DOCUMENT SECTION

Hello - I am asking for someone who is not part of this group.
She currently has Top Secret clearance. Recently, a investigator reached out her to meet and discuss security clearance but focusing on the financial.
She and her husband have incurred a lot of debts. Some are on collections. The reason for these delinquencies are the following:
During COVID, her husband had severe health anxieties. He went to doctors visits almost every week for about a year. Copays added up from hospital visits, multiple medical procedures, and surgery.
The Federal Accounting System had an error which decreased her net pay home for about 1000/month.
So they decided to enter into a Debt Management Program. They are thinking this will help them to pay ALL their debts within their budget even the ones that are with collection agencies.
She is scheduled to meet with the investigator. She will present all the data including the contract of Debt Management Plan and monthly budget plans.
Will this affect her Top Secret clearance?
I wonder if this interview was triggered by “continuous evaluation” after some kind of alert on the financials… although I did see a recent article which said financial info is just now being added to CE.
Also wondering if this kind of situation is reportable for all agencies-- I don’t think there is a one-size-fits-all policy, or when self-reporting would be required. It would seem that once a debt goes into collections that would be a red flag.
Not to say this can’t be successfully mitigated but I’m sure there will be a lot of questions requiring a lot of documentation.
Have her compile a complete family budget with basic inflow/outflow of cash and expenses and ring it to her interview. It will definitely show initiative, transparency, and effort towards fixing the issue.
I read a while back that with continuous monitoring people would probably have more immediate problems with security clearances due to financial issues. In the past, if a problem arose after being granted a clearance, one had until their next periodic review to address it and then could provide evidence that the situation had been addressed/resolved and not a problem. However, with continuous monitoring there is no leeway in terms of getting things resolved before the next periodic review since such issues are discovered through the continuous monitoring process rather than only as a part of a periodic review process.
Does this mean that even though they working to pay debts via debt management program is not seen as an effort to resolve the issue?
I do not know. What I read was essentially speculation regarding a likely negative impact of continuous monitoring. I would imagine (hope) that your friend will be able to explain/demonstrate the proactive actions already taken and explain how the problem with debt is an anomaly (so to speak) and not have a problem.
I appreciate your input though. I will inform her. Have a good day.

TASKS FOR THIS EXERCISE
a) In the security clearance thread, by about how much per month did the Federal Accounting System error reduce her net pay?
b) Copy part of the security clearance thread, beginning at the words "Will this affect" and stopping after "a red flag.", and put "warning sign" wherever "red flag" appears.

DATA EXTRACTS
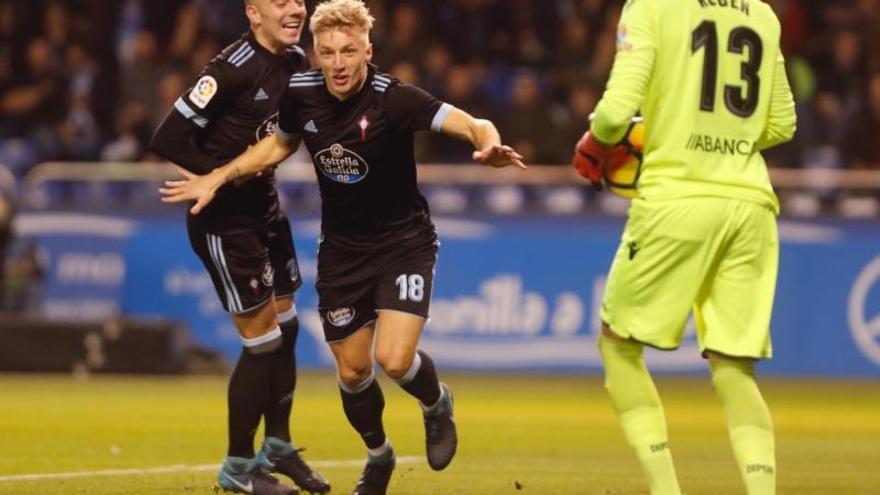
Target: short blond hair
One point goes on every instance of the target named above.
(334, 14)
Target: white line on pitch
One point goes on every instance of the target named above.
(178, 468)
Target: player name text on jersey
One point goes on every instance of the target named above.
(742, 5)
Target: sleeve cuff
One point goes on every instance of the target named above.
(440, 117)
(287, 136)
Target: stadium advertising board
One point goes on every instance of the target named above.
(511, 293)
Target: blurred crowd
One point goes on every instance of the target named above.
(88, 80)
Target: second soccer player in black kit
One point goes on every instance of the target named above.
(378, 246)
(244, 238)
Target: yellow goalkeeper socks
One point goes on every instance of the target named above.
(749, 423)
(638, 406)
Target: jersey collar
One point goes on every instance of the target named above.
(263, 51)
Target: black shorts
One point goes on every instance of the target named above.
(248, 267)
(353, 285)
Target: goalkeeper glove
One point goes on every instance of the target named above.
(590, 157)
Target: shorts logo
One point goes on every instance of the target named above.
(268, 275)
(293, 270)
(203, 91)
(633, 249)
(864, 311)
(341, 165)
(340, 317)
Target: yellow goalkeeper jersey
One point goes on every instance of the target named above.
(708, 77)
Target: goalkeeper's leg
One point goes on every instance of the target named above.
(638, 406)
(748, 421)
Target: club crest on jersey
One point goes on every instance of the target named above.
(340, 317)
(341, 165)
(203, 91)
(267, 128)
(363, 123)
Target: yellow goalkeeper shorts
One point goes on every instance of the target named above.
(716, 256)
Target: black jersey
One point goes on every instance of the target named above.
(362, 150)
(232, 105)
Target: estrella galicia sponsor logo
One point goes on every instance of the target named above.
(341, 165)
(268, 275)
(340, 317)
(864, 311)
(267, 128)
(293, 270)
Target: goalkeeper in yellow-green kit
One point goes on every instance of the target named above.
(709, 80)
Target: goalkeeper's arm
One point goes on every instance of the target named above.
(781, 118)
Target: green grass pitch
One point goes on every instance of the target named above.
(518, 434)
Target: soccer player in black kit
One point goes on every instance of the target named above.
(244, 238)
(378, 246)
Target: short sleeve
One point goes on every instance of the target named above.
(414, 109)
(216, 87)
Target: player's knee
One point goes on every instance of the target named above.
(352, 377)
(263, 344)
(395, 365)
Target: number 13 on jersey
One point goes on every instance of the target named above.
(740, 100)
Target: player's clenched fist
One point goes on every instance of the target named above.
(589, 159)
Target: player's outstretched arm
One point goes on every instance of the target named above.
(781, 118)
(485, 138)
(202, 188)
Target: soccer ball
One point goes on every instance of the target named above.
(624, 164)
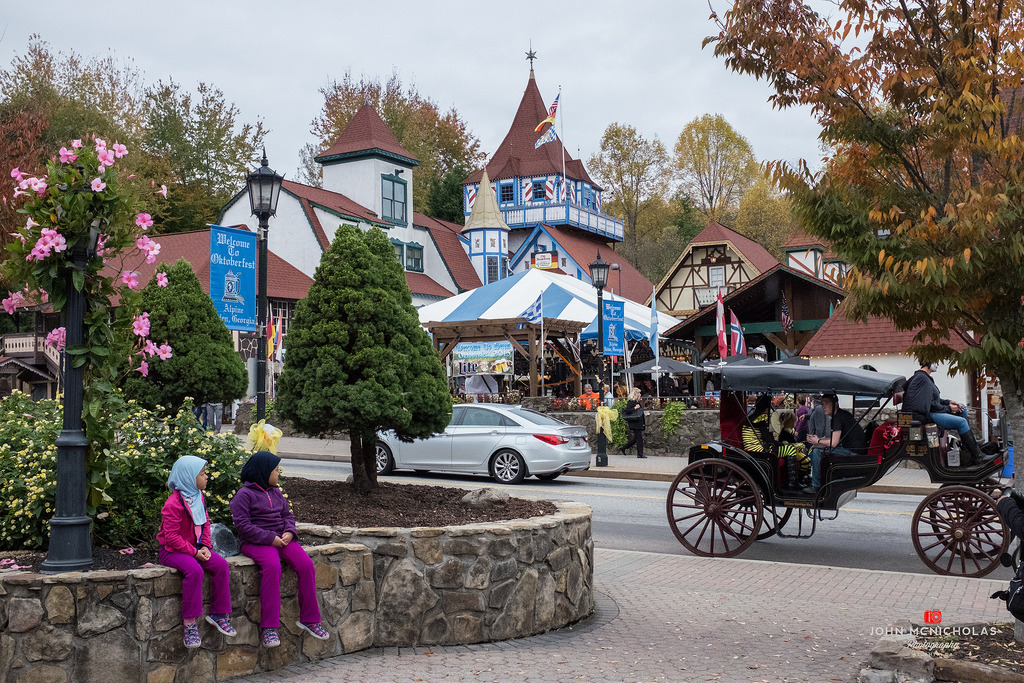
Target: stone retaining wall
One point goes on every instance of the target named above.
(377, 587)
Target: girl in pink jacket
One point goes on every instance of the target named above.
(185, 546)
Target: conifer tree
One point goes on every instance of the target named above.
(205, 365)
(356, 358)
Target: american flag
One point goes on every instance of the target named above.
(785, 319)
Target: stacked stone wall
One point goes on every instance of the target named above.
(376, 587)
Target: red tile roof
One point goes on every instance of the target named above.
(715, 233)
(445, 236)
(876, 336)
(516, 156)
(365, 132)
(422, 284)
(283, 280)
(584, 251)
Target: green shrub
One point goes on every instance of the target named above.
(672, 417)
(147, 442)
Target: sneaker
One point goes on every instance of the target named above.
(223, 624)
(269, 637)
(315, 630)
(192, 636)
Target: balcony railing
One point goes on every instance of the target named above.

ANSWERS TO THE PROBLEMS
a) About 1000 per month.

b)
Will this affect her Top Secret clearance?
I wonder if this interview was triggered by “continuous evaluation” after some kind of alert on the financials… although I did see a recent article which said financial info is just now being added to CE.
Also wondering if this kind of situation is reportable for all agencies-- I don’t think there is a one-size-fits-all policy, or when self-reporting would be required. It would seem that once a debt goes into collections that would be a warning sign.